• _PASAJE PROPORCIONADO_:

-------

El día en que todo cambió
Si estoy con vida, si cuarenta años más tarde puedo contar la
historia del golpe del 11 de septiembre de 1973, es gracias a la ciega
generosidad de mi amigo Claudio Jimeno.
Lo recuerdo ahora tal como lo vi
entonces, cuando me despedí de él sin saber que se trataba de una despedida
final, sin saber que en poco tiempo él estaría muerto y yo iba a sobrevivir,
ninguno de los dos anticipando que los militares lo matarían a él en vez de
ensañarse conmigo.
Nos conocimos en 1960, cuando los dos
cursábamos el primer año de estudios en la Universidad de Chile. Incisivos
sobresalientes y una mata de pelo negro erizado le habían merecido un apodo,
Conejo, que luciría hasta el día de su muerte. Estaba de novio con Chabela
Chadwick, una estudiante de química, y cuando yo comencé a salir con Angélica,
mi futura mujer, los cuatro participábamos, junto a otros entusiastas
condiscípulos, en un raudal de actividades: bailes y paseos a la playa y, sobre
todo, sumándonos a manifestaciones de protesta. Porque lo que en última
instancia más nos unía, más allá de compartir confidencias y esperanzas, era
una feroz necesidad de batallar por la justicia social en un continente de
extrema pobreza y desarrollo frustrado.

-------

• _SECCIÓN DE DATOS_:
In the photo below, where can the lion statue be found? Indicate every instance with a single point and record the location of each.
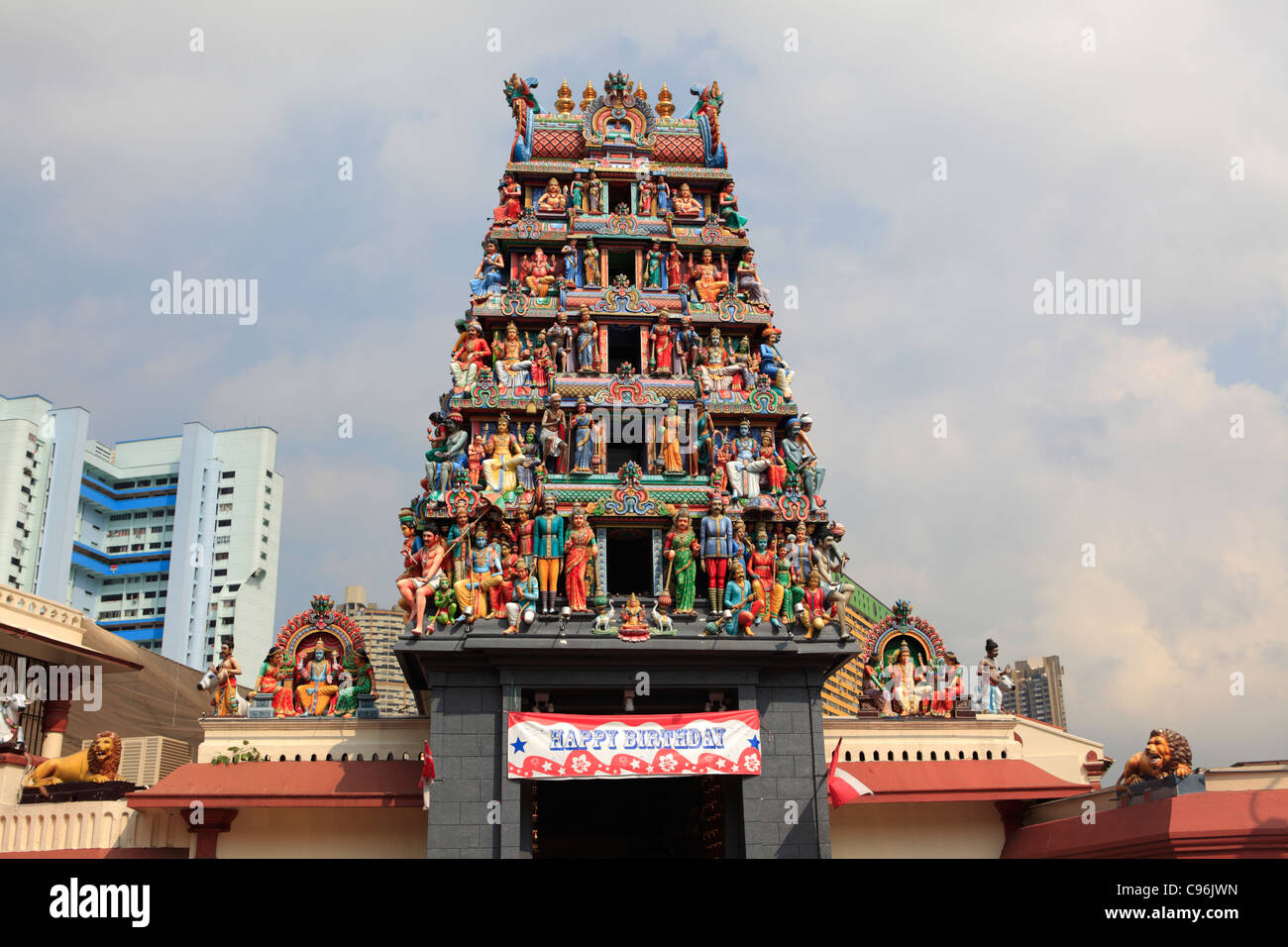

-------

• _EJERCICIO PLANTEADO 1_:
Reescribe el relato sobre el golpe de 1973 desde "Lo recuerdo ahora" hasta "ensañarse conmigo.", ambos incluidos, poniendo "los soldados" en lugar de "los militares".
• _EJERCICIO PLANTEADO 2_:
Resume en menos palabras el párrafo del relato sobre el golpe de 1973 que empieza con "Nos conocimos en 1960", sin perder sus datos principales.
• _EJERCICIO PLANTEADO 3_:
Sigue escribiendo el relato sobre el golpe de 1973 a partir de su última oración.

• _RESPUESTA 1_:
Lo recuerdo ahora tal como lo vi
entonces, cuando me despedí de él sin saber que se trataba de una despedida
final, sin saber que en poco tiempo él estaría muerto y yo iba a sobrevivir,
ninguno de los dos anticipando que los soldados lo matarían a él en vez de
ensañarse conmigo.

• _RESPUESTA 2_:
Nos conocimos en 1960, en el primer año de la Universidad de Chile. Por sus incisivos sobresalientes y su pelo negro erizado lo apodaban Conejo, apodo que conservó hasta su muerte. Era novio de Chabela Chadwick, estudiante de química. Cuando empecé a salir con Angélica, mi futura mujer, los cuatro compartimos con otros compañeros bailes, paseos a la playa y, sobre todo, manifestaciones de protesta. Nos unía la necesidad de luchar por la justicia social en un continente de extrema pobreza y desarrollo frustrado.

• _RESPUESTA 3_:
Como millones de otros chilenos, Claudio
y yo éramos fervientes seguidores del socialista Salvador Allende, que
proclamaba –en una época en que la guerrilla se alzaba con furia en toda
América latina– que era posible una revolución en nuestro país sin recurrir a
la violencia, que podíamos crear una sociedad más justa y soberana por medios
democráticos y pacíficos. Nuestros sueños se hicieron realidad cuando, diez
años más tarde, Allende ganó las elecciones presidenciales de 1970.
Los sueños y la realidad, sin embargo, no
siempre van de la mano.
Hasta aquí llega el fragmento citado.